#### Prompt
Please repeat every entry, keeping each one exactly the same.

»»

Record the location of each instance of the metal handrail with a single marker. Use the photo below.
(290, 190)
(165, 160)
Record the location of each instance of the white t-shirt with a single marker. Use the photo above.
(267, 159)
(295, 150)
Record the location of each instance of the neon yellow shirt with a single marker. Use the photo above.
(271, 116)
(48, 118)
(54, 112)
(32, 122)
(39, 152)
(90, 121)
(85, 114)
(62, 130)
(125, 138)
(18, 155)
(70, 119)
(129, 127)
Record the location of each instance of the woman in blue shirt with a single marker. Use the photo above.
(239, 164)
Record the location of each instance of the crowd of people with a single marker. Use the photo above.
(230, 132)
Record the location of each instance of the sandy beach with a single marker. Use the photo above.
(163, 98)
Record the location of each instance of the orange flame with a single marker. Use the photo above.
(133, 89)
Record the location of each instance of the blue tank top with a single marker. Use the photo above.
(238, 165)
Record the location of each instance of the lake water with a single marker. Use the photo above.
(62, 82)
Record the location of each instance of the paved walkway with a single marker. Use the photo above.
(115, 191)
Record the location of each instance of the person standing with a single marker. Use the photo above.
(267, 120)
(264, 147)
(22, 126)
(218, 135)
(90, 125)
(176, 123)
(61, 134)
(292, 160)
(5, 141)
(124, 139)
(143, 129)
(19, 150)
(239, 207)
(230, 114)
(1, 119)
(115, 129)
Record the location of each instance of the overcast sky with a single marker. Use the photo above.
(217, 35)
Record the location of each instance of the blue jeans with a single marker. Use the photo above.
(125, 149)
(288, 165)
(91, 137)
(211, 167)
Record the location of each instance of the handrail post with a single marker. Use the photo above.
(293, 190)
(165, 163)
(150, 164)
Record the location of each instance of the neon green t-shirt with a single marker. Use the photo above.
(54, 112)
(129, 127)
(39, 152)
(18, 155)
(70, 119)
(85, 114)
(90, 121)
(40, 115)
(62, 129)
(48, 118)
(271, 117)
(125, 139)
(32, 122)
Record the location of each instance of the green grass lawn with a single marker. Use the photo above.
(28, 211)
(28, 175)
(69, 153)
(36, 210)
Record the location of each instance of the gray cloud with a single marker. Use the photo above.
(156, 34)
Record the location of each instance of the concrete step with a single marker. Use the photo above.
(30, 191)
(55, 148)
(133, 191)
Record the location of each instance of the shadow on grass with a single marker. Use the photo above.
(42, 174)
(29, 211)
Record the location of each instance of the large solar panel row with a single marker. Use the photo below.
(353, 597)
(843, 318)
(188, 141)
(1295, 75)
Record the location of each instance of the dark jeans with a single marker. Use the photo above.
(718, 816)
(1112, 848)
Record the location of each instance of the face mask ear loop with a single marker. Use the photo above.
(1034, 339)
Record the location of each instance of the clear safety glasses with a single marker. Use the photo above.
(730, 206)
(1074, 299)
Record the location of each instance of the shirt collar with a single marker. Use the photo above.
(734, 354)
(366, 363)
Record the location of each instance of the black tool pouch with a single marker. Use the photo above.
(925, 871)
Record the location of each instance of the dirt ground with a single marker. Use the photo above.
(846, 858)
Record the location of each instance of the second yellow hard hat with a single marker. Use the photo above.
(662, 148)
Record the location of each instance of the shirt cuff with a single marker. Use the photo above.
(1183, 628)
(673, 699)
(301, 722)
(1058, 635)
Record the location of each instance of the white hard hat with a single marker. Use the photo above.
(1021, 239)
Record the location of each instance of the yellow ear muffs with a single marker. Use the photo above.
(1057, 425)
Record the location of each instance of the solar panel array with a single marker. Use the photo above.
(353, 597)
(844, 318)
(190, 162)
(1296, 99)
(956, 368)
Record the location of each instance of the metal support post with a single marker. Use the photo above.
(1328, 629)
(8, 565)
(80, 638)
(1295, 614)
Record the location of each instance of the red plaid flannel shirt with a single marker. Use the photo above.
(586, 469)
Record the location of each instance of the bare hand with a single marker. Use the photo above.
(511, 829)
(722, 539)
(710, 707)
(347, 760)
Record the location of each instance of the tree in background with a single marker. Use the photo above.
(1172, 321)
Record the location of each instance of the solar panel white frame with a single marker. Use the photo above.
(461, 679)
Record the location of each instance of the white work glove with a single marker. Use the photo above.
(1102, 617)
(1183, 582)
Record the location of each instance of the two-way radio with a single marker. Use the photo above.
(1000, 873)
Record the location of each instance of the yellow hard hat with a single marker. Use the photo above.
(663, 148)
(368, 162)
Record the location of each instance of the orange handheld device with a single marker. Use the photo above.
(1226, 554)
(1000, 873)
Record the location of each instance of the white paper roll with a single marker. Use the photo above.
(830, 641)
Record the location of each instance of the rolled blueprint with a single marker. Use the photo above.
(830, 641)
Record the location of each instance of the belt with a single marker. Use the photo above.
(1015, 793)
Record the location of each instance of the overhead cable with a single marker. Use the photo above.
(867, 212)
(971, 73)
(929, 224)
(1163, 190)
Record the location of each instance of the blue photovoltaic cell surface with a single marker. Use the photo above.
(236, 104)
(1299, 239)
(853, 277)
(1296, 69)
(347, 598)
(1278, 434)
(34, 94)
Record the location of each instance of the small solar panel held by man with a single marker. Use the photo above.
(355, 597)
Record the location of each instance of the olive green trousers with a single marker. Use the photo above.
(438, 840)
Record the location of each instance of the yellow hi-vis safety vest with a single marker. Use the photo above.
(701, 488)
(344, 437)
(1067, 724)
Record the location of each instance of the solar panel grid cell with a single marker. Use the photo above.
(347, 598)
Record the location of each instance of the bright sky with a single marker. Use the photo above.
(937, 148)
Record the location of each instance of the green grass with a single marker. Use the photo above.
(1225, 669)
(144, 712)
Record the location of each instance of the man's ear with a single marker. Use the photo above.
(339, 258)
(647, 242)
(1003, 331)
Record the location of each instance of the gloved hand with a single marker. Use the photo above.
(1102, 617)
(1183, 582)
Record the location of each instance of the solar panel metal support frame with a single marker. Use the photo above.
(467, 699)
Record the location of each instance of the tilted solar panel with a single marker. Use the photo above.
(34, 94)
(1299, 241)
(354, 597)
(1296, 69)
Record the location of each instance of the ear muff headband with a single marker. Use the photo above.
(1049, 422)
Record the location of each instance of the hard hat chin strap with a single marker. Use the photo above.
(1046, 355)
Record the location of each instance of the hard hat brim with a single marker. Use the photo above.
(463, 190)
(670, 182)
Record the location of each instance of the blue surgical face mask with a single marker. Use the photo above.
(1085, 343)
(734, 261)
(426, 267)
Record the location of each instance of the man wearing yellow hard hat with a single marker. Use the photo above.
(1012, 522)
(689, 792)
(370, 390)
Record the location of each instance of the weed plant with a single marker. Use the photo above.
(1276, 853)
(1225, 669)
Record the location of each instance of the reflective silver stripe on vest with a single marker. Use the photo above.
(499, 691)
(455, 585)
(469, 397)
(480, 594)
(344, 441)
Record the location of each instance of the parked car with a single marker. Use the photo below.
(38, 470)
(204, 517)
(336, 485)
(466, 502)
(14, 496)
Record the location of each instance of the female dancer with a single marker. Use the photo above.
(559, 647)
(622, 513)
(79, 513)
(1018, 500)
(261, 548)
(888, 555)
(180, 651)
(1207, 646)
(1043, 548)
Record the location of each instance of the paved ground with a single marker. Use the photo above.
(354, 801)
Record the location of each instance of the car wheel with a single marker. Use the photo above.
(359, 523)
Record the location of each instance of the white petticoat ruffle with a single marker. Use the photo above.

««

#### Output of the task
Record the location of each instance of the metal handrail with a single marker. Use the photo below.
(290, 190)
(165, 160)
Record the location of each instance of the white t-shirt with a single marker. Use the photo above.
(267, 159)
(295, 150)
Record the location of each instance of the neon yellow shirt with a single marker. Use the photo above.
(271, 116)
(48, 118)
(54, 112)
(32, 122)
(39, 152)
(90, 121)
(85, 114)
(62, 130)
(125, 138)
(18, 155)
(70, 119)
(129, 127)
Record the location of each instance of the woman in blue shirt with a single marker. Use the photo above.
(239, 164)
Record the location of each instance of the crowd of people with a single marker. Use the photo above.
(230, 132)
Record the location of each instance of the sandy beach with a single marker. Use the photo above.
(163, 98)
Record the location of each instance of the orange flame with a single marker. Use the photo above.
(133, 89)
Record the location of each instance of the blue tank top with a single marker. Use the photo above.
(238, 165)
Record the location of each instance of the lake water with a single marker. Use the photo above.
(62, 82)
Record the location of each instance of the paved walkway with a single marker. Use the photo above.
(115, 191)
Record the location of each instance of the person standing with a single marker. Use the photo above.
(267, 120)
(264, 147)
(22, 126)
(218, 135)
(90, 125)
(176, 123)
(61, 134)
(292, 160)
(5, 141)
(124, 139)
(143, 129)
(19, 150)
(239, 207)
(230, 114)
(1, 119)
(115, 129)
Record the location of each instance of the overcast sky with a single marker. Use the photo above.
(217, 35)
Record the location of each instance of the blue jeans with a single marker. Use the photo above.
(125, 149)
(288, 165)
(91, 137)
(211, 167)
Record the location of each instance of the handrail post with a single marker. Use the photo above.
(293, 190)
(165, 163)
(150, 164)
Record the location of each instance of the neon green t-shirt with a single marker. Use the photo above.
(54, 112)
(129, 127)
(39, 152)
(18, 155)
(70, 119)
(85, 114)
(90, 121)
(40, 115)
(62, 129)
(48, 118)
(271, 117)
(125, 139)
(32, 122)
Record the location of each instance of the green grass lawn with a single marker. Use the photo above.
(28, 211)
(28, 175)
(69, 153)
(36, 210)
Record the location of each instance of the gray cloud with a single marker. Use the photo above.
(156, 34)
Record the location of each instance of the concrete step with a single marker. Use the photo above.
(30, 191)
(55, 148)
(133, 191)
Record the location of each instance of the shadow on grass with a single marker. Use the photo above.
(42, 174)
(29, 211)
Record the location of each instance of the large solar panel row with a single marker. Use the photo below.
(353, 597)
(843, 318)
(188, 141)
(1295, 75)
Record the location of each instance of the dark jeans with a single marker. Use the photo above.
(718, 816)
(1112, 848)
Record the location of each instance of the face mask ear loop with a single marker. Use the photo above.
(1034, 339)
Record the location of each instance of the clear safety glasses with a single marker. Use the photo above.
(730, 206)
(1074, 299)
Record the location of each instance of the shirt collar with a single marker. Use the photo above.
(734, 354)
(366, 363)
Record the location of each instance of the black tool pouch with a single marker. Use the photo above.
(925, 871)
Record the location of each instance of the dirt ground with a single marker. Use the photo above.
(846, 858)
Record the location of each instance of the second yellow hard hat with a single marker. Use the photo above.
(662, 148)
Record the location of each instance of the shirt cuff with a single marker. Use the photo above.
(1183, 628)
(673, 699)
(301, 722)
(1058, 635)
Record the location of each instance of the white hard hat with a single marker. Use the photo above.
(1021, 239)
Record the location of each instance of the yellow ear muffs with a single marker. Use the photo above.
(1057, 425)
Record the location of each instance of the solar panel array with a single marker. Use the photo above.
(353, 597)
(844, 318)
(190, 162)
(1296, 99)
(956, 368)
Record the location of each instance of the metal support post with a single marker. Use the photo above.
(1328, 629)
(8, 565)
(80, 638)
(1295, 614)
Record the location of each instance of the red plaid flannel shirt with a single marker. Use the photo above.
(586, 469)
Record the location of each instance of the bare hand with a single marker. Use the photo above.
(511, 829)
(722, 539)
(710, 707)
(347, 760)
Record the location of each instance of the tree in background with a single marker. Use the photo above.
(1172, 321)
Record the location of each instance of the solar panel white frame with a single marker. Use the photo above.
(461, 679)
Record the location of each instance of the white work glove with a single marker. Use the photo above.
(1102, 617)
(1183, 582)
Record the location of each instance of the two-way radio with a single marker. Use the photo above.
(1000, 873)
Record the location of each instance of the yellow hard hat with a single marker. Use the photo above.
(663, 148)
(368, 162)
Record the location of each instance of the orange handheld device with a single marker. Use the photo above.
(1226, 554)
(1000, 873)
Record the location of each instance of the white paper roll with a single marker. Use the photo above.
(830, 641)
Record the location of each instance of the rolled blueprint with a single marker. Use the photo above.
(830, 641)
Record the location of each instance of the belt with a single marker. Use the photo above.
(1015, 793)
Record the location of each instance of the overhead cable with a single marker. Use the photo above.
(867, 212)
(971, 73)
(929, 224)
(1163, 190)
Record the location of each instance of the blue photovoltaic cell surface with a single marker. Use the photo above.
(236, 104)
(1299, 239)
(853, 277)
(1296, 69)
(347, 598)
(1278, 434)
(34, 94)
Record the location of each instance of the small solar panel held by man with a single marker. Use the photo above.
(355, 597)
Record the location of each instance of the olive green trousers with a single marker. Use the photo above.
(438, 840)
Record the location of each instance of the yellow hi-vis safety vest with a single marker. Use the photo above.
(701, 488)
(344, 437)
(1067, 724)
Record the location of each instance of the solar panel grid cell with a single marker. Use the photo above.
(347, 598)
Record the location of each instance of the bright sky with a single marker. Use the photo above.
(937, 148)
Record the location of each instance of the green grass with a single marker. Use the photo above.
(1225, 669)
(144, 712)
Record the location of each instance of the man's ear with a single marker. Use the photo above.
(339, 258)
(647, 242)
(1003, 331)
Record the location of each instance of the gloved hand with a single marker. Use the photo above.
(1102, 617)
(1183, 582)
Record the location of each instance of the solar panel metal support frame with a single marker. Use the photo above.
(467, 699)
Record the location of each instance of the tilted solar panel with a single marker. Use the photo above.
(34, 94)
(1299, 241)
(354, 597)
(1296, 69)
Record the location of each instance of the ear muff headband with a single marker. Use the photo above.
(1049, 422)
Record the location of each instance of the hard hat chin strap with a single marker. Use the photo above.
(1046, 355)
Record the location of each instance of the hard hat brim with a single marker. Use the photo above.
(463, 190)
(670, 182)
Record the location of each instance of the blue surgical face mask with a single marker. Use the photo above.
(1085, 343)
(734, 261)
(426, 267)
Record the location of each instance of the man wearing yellow hard hat with a single marker. Use the photo above.
(1012, 522)
(689, 792)
(370, 390)
Record the location of each instance of the weed plant with a single marker. Use the photo above.
(1276, 853)
(1225, 669)
Record the location of each instance of the reflective silver stripe on vest with a single marker. Use the photo above.
(499, 691)
(455, 585)
(469, 397)
(480, 594)
(344, 441)
Record the location of each instance of the parked car with a single marker. Use the photo below.
(38, 470)
(204, 517)
(336, 485)
(466, 502)
(14, 496)
Record the location of each instance of the female dancer with a single marker. Use the photo above.
(559, 647)
(622, 513)
(79, 513)
(1018, 500)
(261, 548)
(888, 555)
(180, 651)
(1207, 646)
(1043, 548)
Record the location of each instance of the paved ground with a single marker. Use the photo above.
(354, 801)
Record the location of each instance of the car wheel with a single marker. Use the photo above.
(359, 523)
Record the location of each instance of the white petticoat ruffle with a single marker. Use the photo above.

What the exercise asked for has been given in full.